▶ **What is asked**:
Write out exactly, with no other output, the lines below from the one that contains "Where can the wooden pillar" through the end.

▶ **Collection entries**:
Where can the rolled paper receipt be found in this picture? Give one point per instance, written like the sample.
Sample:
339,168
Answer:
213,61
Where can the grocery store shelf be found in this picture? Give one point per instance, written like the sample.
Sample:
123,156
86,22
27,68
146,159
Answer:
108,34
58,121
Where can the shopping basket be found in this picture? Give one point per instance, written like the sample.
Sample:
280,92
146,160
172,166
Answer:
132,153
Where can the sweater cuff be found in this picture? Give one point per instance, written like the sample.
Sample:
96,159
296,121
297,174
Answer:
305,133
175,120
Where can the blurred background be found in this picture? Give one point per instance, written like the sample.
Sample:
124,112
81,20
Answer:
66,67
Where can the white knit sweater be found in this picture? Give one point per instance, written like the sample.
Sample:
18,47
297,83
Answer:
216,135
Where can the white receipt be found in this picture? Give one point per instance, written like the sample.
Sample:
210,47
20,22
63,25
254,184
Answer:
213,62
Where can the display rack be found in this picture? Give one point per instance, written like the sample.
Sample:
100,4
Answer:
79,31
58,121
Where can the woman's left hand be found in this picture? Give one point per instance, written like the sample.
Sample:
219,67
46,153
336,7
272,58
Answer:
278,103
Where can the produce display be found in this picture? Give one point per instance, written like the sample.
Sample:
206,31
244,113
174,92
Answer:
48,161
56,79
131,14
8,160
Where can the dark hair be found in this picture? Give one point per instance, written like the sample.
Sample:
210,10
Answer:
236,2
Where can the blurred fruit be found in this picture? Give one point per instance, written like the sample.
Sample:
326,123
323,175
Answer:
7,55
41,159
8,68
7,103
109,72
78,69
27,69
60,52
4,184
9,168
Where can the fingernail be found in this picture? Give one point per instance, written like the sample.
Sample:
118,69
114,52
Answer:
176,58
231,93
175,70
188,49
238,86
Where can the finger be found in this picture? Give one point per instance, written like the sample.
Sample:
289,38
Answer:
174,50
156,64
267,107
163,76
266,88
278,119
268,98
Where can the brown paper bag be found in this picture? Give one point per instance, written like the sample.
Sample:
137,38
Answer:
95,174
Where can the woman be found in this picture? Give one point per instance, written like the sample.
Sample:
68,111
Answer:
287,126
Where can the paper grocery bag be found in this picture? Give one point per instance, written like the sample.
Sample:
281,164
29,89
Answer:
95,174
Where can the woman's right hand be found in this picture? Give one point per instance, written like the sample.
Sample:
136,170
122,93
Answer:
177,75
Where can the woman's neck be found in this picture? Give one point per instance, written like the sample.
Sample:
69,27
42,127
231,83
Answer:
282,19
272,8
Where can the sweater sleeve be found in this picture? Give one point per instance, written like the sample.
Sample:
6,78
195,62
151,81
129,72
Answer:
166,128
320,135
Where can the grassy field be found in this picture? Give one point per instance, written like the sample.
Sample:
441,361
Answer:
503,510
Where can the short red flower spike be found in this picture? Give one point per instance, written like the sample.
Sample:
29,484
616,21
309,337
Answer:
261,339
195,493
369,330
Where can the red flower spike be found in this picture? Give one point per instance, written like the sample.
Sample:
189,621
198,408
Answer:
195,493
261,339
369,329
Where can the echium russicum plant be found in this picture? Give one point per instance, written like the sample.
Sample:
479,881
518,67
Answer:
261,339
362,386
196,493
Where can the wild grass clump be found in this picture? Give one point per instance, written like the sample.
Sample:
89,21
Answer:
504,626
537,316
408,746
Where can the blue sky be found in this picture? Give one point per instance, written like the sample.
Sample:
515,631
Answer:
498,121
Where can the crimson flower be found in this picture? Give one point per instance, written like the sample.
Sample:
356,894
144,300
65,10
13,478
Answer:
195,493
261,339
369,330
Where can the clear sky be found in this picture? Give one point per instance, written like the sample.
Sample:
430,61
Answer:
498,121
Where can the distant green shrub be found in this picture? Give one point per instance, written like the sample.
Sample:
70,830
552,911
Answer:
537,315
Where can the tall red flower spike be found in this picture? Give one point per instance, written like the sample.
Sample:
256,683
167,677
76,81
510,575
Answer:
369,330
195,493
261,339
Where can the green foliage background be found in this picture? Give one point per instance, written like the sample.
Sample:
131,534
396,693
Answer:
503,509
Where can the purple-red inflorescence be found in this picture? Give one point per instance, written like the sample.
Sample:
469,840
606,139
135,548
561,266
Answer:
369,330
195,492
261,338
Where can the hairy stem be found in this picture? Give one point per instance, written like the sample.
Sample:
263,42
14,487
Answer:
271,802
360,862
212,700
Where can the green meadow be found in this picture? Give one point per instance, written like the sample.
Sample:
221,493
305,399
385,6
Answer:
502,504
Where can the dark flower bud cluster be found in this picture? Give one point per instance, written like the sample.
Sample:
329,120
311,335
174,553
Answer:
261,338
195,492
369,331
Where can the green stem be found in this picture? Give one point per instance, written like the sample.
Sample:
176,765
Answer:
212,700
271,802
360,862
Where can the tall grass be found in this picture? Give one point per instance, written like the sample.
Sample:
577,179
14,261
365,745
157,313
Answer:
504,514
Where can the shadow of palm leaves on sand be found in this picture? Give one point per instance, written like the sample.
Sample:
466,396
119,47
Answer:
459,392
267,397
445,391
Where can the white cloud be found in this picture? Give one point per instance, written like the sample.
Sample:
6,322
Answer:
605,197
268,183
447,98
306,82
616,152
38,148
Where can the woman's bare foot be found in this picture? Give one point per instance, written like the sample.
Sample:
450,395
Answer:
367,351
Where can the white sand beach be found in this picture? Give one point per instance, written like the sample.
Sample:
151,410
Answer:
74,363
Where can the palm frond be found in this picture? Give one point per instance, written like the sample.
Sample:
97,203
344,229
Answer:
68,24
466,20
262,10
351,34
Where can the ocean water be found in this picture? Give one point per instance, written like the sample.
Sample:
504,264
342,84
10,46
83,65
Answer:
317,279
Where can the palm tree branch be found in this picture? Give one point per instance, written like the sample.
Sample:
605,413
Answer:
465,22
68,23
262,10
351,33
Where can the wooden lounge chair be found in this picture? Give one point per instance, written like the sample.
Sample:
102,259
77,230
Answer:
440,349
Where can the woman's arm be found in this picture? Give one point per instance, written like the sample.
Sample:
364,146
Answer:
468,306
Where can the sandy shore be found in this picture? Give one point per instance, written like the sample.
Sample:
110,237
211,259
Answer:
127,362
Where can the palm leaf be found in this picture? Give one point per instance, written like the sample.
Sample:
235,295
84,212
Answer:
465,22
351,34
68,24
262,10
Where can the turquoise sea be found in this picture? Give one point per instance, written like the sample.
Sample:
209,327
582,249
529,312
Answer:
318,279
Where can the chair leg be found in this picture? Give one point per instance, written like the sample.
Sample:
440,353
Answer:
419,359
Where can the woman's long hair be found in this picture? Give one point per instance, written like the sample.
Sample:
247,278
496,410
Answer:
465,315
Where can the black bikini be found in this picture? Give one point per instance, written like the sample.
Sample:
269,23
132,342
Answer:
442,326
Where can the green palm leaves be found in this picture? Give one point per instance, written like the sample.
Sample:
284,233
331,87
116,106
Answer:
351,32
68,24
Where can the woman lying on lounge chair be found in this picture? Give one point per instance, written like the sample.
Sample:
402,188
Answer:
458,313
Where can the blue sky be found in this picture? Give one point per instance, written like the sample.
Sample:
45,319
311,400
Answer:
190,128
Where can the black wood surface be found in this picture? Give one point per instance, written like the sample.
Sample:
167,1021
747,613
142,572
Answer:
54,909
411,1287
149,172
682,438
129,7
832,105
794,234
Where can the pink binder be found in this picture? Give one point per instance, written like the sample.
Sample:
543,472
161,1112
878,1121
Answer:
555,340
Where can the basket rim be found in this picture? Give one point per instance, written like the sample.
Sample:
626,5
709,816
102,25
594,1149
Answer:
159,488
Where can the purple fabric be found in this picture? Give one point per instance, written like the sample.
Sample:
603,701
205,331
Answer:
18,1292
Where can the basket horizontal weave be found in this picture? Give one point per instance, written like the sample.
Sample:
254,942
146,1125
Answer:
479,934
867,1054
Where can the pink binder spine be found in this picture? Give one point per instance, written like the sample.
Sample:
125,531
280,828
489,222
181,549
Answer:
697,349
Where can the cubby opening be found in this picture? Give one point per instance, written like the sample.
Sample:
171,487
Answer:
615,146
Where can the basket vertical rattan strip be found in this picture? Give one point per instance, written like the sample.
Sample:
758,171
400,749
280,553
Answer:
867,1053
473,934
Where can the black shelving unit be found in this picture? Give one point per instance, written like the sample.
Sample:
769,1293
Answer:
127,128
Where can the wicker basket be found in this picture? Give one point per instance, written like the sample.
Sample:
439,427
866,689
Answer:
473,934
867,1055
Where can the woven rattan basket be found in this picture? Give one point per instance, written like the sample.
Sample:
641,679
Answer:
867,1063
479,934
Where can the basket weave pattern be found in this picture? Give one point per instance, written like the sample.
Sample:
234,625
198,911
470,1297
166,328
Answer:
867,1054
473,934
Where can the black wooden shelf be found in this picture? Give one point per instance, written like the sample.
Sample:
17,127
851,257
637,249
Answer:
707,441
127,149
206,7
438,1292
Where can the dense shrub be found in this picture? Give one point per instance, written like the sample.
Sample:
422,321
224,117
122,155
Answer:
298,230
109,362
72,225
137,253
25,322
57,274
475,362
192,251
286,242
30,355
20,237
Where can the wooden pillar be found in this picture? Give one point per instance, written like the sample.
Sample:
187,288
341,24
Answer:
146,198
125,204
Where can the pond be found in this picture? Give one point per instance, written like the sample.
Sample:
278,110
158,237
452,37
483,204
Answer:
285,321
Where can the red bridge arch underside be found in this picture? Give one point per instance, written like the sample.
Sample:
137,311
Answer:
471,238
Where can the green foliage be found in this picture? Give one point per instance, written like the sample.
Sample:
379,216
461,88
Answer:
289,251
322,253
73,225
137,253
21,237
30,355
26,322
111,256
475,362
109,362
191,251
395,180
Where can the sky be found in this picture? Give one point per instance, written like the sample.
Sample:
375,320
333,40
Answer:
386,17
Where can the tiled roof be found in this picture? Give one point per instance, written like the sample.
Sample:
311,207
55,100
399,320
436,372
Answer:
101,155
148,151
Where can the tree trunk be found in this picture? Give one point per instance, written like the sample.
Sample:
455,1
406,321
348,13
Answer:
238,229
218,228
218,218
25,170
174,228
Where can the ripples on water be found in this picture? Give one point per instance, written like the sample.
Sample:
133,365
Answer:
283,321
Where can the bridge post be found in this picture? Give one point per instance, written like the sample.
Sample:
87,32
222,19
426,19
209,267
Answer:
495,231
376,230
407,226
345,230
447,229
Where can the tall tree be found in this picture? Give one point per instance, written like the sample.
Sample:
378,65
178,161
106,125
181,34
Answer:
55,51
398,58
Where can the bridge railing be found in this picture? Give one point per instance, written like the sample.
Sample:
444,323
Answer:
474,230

▶ **Answer for the task**:
Where can the wooden pillar be found in this picture? Give one point per instance, written like the sample.
Sample:
187,288
341,24
Answer:
146,198
125,204
Where can the pond be found in this picture? Give one point per instance, written like the sample.
Sample:
278,110
158,237
452,37
483,204
Answer:
285,321
Where can the red bridge arch underside be found in this picture? Give one point per instance, written like the sample.
Sample:
137,311
Answer:
471,238
Where can the green foliage be found in this picture? Give one point per instance, written like the sample.
Sample:
379,216
461,88
Answer:
289,251
322,253
73,225
137,253
21,237
30,355
26,322
111,256
475,362
109,362
191,251
395,180
Where can the sky be found in this picture? Give one point per instance, written like the sample.
Sample:
375,320
333,40
Answer:
386,17
Where can the tiled roof be found in this picture? Give one point per instance, written like the sample.
Sample:
311,207
55,100
399,320
436,372
Answer:
101,155
148,151
Where can the tree trunk be found in this picture? Give one point per instance, written like the sample.
Sample:
455,1
406,321
348,13
Answer:
238,229
218,228
218,218
25,170
174,228
Where can the ripples on water be found in this picture? Give one point per instance, written like the sample.
Sample:
133,365
Answer:
283,321
Where can the bridge post be found in this picture? Give one point per instance, written like the sample.
Sample:
87,32
222,19
426,19
209,267
Answer:
495,231
376,230
407,226
345,230
447,229
Where can the tall tree be found in this picture? Give one point per instance, written like the sample.
Sample:
378,65
178,161
106,125
181,34
Answer:
55,51
398,58
Where can the bridge railing be found in this picture? Give one point per instance, written like the sample.
Sample:
444,323
Answer:
474,230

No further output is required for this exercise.